## TASKS TO PERFORM
1) From the page on The Wishing Game below, set down the passage that begins at the words "1999 novel by" and stops after "as Something Dangerous.".
2) Name every subject that the page on The Wishing Game says the novel deals with.
3) According to the page on The Wishing Game, under what title was the novel published in the US?

The Wishing Game
- First edition cover
- Author: Patrick Redmond
- Language: English
- Genre: Psychological thriller
- Set in: 1950s Norfolk
- Publisher: Hodder & Stoughton
- Publication date: 1999
- Publication place: United Kingdom
- Media type: Print
- Pages: 404
- ISBN: 978-0-340-74817-6
- OCLC: 59399808

= The Wishing Game =

1999 novel by Patrick Redmond

The Wishing Game is a psychological suspense novel by British author Patrick Redmond. It was his debut novel and was published in 1999. The novel is set in a boarding school for boys in 1950s Norfolk, England. It deals with bullying, secrets, supernatural phenomena, and homosexuality. It was published in the US as Something Dangerous.

## EXTRACTED INFORMATION
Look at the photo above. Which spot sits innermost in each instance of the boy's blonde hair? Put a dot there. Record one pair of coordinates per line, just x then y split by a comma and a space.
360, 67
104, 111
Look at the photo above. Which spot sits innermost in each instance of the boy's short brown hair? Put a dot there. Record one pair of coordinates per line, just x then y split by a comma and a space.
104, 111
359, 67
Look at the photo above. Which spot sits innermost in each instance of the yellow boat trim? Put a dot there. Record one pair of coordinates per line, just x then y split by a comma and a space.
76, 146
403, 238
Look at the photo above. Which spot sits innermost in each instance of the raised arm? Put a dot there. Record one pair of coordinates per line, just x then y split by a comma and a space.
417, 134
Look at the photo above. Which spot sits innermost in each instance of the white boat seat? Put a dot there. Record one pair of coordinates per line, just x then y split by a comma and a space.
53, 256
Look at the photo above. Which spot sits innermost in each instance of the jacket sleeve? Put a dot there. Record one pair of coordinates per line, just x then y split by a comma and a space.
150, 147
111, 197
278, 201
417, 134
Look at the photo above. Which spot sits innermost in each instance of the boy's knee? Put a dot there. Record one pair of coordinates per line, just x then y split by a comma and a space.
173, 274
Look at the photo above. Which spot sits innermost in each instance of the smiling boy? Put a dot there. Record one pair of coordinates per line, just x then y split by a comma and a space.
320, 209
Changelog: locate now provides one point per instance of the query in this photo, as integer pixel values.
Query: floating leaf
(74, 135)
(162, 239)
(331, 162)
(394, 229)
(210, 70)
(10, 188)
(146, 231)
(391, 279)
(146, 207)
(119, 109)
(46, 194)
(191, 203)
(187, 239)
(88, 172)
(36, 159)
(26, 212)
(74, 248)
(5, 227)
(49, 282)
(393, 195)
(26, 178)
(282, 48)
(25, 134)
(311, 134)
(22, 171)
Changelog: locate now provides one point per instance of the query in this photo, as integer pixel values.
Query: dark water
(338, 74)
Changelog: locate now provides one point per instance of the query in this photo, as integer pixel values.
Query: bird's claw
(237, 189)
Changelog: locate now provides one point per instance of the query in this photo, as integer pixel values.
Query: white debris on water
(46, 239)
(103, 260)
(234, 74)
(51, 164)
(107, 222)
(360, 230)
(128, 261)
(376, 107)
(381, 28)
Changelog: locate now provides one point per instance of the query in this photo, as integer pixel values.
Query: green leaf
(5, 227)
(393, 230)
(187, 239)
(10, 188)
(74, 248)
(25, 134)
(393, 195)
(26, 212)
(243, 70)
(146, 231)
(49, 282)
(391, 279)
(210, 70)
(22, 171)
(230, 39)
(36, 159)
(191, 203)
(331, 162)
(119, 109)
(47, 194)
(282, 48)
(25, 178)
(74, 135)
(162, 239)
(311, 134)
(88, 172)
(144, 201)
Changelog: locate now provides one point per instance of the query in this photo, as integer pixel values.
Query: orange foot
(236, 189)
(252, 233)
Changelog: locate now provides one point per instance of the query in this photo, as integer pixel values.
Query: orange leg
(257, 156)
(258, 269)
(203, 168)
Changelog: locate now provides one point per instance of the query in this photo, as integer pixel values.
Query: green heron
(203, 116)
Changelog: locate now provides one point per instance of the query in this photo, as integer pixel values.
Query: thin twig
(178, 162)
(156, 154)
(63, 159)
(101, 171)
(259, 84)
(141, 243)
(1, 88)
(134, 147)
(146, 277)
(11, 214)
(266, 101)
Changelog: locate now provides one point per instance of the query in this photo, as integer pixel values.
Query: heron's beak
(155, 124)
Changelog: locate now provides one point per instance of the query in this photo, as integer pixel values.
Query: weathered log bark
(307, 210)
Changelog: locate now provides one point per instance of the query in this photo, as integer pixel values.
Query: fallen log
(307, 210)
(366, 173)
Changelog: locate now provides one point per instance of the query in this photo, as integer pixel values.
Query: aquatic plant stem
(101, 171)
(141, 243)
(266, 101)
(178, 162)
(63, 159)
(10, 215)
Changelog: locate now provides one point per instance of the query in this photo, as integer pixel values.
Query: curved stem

## FINAL ANSWERS
1)
1999 novel by Patrick Redmond

The Wishing Game is a psychological suspense novel by British author Patrick Redmond. It was his debut novel and was published in 1999. The novel is set in a boarding school for boys in 1950s Norfolk, England. It deals with bullying, secrets, supernatural phenomena, and homosexuality. It was published in the US as Something Dangerous.

2)
- Bullying
- Secrets
- Supernatural phenomena
- Homosexuality

3) Something Dangerous